▶ [Aim]
Copy out word for word the records from the line with "Where can the black mower" through the end of the records.
========
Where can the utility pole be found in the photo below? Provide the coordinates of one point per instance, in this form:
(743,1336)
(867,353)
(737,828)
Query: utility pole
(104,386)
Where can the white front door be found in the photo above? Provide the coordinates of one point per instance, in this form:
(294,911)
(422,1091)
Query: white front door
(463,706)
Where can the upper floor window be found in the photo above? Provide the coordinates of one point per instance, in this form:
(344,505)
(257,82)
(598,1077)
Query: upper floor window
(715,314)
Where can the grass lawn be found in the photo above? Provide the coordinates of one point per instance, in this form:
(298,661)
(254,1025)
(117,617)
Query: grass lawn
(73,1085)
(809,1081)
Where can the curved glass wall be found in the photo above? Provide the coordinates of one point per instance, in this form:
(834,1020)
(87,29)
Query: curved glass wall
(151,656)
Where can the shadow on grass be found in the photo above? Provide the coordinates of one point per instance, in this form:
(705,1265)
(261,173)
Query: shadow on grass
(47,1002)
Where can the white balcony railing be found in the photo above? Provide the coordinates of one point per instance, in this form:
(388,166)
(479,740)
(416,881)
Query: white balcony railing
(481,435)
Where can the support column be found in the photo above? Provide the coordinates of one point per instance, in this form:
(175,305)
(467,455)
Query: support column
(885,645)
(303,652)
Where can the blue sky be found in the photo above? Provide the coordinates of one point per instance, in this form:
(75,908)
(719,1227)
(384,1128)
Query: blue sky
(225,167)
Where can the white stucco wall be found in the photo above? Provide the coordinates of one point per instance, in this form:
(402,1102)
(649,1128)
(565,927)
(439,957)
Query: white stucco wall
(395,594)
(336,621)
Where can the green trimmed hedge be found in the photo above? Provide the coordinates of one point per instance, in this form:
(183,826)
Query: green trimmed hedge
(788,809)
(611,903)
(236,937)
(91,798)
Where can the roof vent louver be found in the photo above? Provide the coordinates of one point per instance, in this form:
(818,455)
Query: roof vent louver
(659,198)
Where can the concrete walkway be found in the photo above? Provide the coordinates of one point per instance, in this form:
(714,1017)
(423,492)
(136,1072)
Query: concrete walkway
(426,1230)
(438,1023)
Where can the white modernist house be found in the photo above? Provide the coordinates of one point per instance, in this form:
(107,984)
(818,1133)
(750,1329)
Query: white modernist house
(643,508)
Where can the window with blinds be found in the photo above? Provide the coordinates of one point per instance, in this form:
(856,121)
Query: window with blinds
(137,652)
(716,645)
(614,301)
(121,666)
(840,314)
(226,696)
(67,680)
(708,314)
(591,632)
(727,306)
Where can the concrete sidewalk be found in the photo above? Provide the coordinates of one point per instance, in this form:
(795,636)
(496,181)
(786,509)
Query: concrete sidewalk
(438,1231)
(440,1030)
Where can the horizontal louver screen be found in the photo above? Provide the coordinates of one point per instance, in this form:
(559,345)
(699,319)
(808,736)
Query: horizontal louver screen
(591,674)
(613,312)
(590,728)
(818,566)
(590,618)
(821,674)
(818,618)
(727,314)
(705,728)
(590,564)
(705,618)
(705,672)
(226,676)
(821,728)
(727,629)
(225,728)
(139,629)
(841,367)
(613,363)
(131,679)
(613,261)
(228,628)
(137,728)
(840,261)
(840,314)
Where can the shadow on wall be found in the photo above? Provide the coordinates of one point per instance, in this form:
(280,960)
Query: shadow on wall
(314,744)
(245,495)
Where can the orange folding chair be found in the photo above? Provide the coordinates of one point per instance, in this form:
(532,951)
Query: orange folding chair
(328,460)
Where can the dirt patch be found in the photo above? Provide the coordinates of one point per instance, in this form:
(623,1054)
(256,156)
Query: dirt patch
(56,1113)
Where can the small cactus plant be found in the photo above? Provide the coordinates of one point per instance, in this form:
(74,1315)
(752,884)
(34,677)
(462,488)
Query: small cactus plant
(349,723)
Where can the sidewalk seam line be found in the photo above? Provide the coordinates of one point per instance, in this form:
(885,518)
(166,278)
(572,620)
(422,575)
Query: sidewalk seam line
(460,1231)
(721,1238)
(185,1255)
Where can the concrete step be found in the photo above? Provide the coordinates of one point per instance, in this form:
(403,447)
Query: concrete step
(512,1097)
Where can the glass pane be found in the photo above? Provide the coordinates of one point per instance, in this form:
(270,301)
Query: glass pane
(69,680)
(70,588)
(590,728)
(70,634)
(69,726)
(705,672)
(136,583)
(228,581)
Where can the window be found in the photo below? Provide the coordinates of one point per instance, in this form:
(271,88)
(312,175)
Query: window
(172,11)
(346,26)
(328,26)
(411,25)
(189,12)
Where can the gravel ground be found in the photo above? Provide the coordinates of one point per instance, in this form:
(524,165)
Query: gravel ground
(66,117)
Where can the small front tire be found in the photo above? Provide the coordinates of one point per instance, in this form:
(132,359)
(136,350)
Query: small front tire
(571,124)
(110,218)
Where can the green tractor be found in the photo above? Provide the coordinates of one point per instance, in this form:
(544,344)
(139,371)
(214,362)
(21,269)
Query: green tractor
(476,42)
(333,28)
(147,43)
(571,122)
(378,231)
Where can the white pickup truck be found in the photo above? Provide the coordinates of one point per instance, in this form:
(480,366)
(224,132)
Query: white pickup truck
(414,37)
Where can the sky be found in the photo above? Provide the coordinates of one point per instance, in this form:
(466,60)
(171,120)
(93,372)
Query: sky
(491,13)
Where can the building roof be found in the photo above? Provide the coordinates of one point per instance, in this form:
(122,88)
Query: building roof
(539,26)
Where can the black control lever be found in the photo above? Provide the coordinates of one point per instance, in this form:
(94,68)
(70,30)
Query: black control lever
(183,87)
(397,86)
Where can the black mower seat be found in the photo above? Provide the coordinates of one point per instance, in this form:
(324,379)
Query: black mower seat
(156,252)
========
▶ [Complete output]
Where can the black mower seat be found in the photo above? Provide the coordinates of one point per instance, in this form:
(324,379)
Query: black mower seat
(156,252)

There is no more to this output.